What you need to do
Read through the listing below and return only the lines containing "Target".

>>

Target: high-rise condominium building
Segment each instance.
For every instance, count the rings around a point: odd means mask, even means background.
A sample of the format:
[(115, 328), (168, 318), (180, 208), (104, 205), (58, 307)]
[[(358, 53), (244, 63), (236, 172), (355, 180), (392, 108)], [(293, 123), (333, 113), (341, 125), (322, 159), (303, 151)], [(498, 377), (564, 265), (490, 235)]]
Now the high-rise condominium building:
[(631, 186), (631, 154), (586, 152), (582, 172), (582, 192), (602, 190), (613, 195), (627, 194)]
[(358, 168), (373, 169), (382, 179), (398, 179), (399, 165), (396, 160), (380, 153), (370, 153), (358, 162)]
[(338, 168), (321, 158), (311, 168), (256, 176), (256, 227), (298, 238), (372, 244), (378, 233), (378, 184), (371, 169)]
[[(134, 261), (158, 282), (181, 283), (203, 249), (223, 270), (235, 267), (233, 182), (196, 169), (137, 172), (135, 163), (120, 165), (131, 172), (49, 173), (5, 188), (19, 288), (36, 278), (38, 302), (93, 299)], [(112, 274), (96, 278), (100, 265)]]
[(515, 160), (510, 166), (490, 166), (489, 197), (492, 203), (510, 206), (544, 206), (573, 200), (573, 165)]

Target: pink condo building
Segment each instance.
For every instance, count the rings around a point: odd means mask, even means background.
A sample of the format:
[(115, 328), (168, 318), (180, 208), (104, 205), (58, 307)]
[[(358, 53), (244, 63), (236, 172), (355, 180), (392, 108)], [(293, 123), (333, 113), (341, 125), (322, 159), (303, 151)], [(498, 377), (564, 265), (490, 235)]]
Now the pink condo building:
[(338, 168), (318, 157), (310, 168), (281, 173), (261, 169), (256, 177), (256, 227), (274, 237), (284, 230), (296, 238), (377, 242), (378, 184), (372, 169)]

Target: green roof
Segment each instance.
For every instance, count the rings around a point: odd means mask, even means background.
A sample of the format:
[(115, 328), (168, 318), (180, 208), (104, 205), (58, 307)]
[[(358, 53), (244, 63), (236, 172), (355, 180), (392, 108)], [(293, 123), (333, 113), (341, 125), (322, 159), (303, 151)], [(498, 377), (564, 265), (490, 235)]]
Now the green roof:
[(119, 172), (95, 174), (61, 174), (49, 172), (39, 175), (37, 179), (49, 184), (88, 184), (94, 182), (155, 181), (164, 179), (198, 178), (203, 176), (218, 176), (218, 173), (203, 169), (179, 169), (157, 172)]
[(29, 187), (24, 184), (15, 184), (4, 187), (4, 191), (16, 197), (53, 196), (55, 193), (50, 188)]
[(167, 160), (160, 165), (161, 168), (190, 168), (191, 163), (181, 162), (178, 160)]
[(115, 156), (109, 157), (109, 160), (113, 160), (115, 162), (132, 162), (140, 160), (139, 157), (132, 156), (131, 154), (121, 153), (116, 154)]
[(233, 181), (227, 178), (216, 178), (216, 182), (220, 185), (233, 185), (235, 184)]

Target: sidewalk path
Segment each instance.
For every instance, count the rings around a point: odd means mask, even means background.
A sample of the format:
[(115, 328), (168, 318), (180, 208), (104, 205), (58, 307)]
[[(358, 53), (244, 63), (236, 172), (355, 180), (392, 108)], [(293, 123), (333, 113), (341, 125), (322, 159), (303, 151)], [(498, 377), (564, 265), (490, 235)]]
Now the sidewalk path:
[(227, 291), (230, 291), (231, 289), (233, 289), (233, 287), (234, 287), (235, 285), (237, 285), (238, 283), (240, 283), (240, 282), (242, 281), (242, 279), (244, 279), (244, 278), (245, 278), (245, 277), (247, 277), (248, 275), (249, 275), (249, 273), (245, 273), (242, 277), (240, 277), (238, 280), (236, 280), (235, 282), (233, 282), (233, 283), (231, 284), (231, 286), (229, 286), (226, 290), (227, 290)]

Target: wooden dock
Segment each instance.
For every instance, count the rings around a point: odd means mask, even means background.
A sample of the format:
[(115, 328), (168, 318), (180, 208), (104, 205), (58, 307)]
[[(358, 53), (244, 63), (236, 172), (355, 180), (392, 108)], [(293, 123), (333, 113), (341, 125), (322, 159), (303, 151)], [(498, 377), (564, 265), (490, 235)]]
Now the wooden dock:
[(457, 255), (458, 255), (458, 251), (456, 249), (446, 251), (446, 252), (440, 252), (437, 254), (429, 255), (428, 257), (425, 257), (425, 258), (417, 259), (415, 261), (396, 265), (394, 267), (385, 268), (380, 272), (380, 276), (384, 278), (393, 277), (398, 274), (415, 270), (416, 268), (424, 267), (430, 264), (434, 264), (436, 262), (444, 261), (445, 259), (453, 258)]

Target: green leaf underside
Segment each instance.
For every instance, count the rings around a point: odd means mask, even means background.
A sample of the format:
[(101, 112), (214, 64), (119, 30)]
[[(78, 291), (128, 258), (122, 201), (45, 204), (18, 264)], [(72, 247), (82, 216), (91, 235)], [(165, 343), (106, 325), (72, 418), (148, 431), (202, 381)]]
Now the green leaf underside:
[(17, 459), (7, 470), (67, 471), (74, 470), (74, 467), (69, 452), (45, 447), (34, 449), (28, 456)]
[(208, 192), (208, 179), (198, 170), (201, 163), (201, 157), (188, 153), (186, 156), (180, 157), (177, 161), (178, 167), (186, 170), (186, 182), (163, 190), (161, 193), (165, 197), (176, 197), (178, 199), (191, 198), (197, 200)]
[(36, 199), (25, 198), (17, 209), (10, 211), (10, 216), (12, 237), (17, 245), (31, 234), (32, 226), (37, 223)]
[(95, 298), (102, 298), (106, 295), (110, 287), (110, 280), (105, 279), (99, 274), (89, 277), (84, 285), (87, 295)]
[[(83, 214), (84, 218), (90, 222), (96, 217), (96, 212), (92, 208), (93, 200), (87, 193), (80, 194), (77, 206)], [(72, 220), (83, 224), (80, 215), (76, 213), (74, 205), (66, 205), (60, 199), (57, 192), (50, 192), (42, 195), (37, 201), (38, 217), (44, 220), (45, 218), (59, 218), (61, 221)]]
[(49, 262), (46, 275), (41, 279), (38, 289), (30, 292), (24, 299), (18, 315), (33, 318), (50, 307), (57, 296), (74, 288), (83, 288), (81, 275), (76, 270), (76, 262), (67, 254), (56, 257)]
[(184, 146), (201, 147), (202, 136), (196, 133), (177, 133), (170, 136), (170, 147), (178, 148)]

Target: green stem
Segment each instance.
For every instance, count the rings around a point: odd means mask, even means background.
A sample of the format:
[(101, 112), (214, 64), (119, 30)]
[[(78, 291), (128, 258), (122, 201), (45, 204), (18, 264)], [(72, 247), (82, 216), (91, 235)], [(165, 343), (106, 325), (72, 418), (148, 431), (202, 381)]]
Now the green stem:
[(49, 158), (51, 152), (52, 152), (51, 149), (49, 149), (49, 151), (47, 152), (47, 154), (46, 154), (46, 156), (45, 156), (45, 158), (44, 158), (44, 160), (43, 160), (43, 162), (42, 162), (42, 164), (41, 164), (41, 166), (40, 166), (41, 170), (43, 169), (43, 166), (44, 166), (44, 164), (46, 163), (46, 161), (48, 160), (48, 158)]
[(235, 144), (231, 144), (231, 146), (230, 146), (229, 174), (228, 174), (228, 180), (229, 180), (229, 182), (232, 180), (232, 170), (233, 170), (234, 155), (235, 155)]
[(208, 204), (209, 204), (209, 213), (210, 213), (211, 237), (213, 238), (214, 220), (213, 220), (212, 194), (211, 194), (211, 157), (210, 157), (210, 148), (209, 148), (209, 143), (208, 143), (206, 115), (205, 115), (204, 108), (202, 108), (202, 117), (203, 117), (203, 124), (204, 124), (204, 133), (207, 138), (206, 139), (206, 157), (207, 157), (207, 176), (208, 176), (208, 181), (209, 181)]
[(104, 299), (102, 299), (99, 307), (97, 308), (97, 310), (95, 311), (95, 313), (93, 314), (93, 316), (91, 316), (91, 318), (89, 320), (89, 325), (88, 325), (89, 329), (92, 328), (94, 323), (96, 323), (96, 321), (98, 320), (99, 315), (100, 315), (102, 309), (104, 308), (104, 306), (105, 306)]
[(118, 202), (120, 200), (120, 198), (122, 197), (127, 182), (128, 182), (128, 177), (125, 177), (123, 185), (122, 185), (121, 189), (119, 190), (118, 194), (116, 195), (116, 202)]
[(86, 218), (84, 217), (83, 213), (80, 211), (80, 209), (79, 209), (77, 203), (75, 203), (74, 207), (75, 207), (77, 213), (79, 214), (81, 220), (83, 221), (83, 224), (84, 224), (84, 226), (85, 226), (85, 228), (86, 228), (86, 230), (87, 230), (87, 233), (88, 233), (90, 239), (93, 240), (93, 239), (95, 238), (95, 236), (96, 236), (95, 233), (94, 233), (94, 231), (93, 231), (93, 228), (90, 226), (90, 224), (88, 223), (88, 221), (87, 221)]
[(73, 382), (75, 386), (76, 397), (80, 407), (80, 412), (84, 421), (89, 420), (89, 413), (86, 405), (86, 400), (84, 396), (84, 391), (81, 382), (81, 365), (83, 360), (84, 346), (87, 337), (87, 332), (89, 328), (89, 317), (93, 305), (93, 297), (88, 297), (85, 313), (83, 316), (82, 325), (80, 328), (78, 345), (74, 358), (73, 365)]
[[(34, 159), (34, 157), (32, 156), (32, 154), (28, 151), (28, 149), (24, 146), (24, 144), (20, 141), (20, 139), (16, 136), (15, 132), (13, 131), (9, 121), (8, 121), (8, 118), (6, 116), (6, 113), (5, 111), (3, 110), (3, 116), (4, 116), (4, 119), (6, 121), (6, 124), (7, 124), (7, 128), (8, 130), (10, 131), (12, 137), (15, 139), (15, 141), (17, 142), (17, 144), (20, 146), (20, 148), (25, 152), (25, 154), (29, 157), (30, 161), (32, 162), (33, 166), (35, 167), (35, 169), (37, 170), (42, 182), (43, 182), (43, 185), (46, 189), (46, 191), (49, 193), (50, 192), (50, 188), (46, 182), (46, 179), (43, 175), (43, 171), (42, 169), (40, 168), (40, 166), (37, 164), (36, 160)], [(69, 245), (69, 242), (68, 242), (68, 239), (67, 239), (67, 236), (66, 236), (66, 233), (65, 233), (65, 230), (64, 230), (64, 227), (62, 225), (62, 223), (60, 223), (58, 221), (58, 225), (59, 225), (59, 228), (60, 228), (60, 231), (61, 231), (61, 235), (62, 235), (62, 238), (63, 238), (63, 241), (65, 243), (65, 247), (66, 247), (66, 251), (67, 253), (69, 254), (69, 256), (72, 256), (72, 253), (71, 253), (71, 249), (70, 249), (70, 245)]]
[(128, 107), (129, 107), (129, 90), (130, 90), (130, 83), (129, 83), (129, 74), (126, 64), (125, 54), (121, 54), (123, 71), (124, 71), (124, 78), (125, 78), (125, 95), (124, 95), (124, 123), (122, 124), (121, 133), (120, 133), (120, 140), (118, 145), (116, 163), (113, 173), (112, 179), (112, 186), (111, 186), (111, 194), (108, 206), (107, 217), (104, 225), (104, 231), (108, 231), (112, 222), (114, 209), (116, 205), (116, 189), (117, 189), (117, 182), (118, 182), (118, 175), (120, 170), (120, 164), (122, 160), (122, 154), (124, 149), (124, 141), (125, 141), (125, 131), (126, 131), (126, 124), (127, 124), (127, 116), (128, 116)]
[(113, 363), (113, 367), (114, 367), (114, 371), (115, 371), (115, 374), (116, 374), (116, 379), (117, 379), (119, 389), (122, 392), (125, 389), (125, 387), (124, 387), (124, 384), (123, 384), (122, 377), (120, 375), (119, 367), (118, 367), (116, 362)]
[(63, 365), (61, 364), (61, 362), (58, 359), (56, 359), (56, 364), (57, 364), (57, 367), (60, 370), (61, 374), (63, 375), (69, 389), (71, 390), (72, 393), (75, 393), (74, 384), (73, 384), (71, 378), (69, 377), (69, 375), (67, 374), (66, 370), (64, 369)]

<<

Solution to this exercise
Target: high-rise condominium building
Target: pink condo building
Target: green roof
Target: sidewalk path
Target: wooden dock
Target: green leaf underside
Target: green stem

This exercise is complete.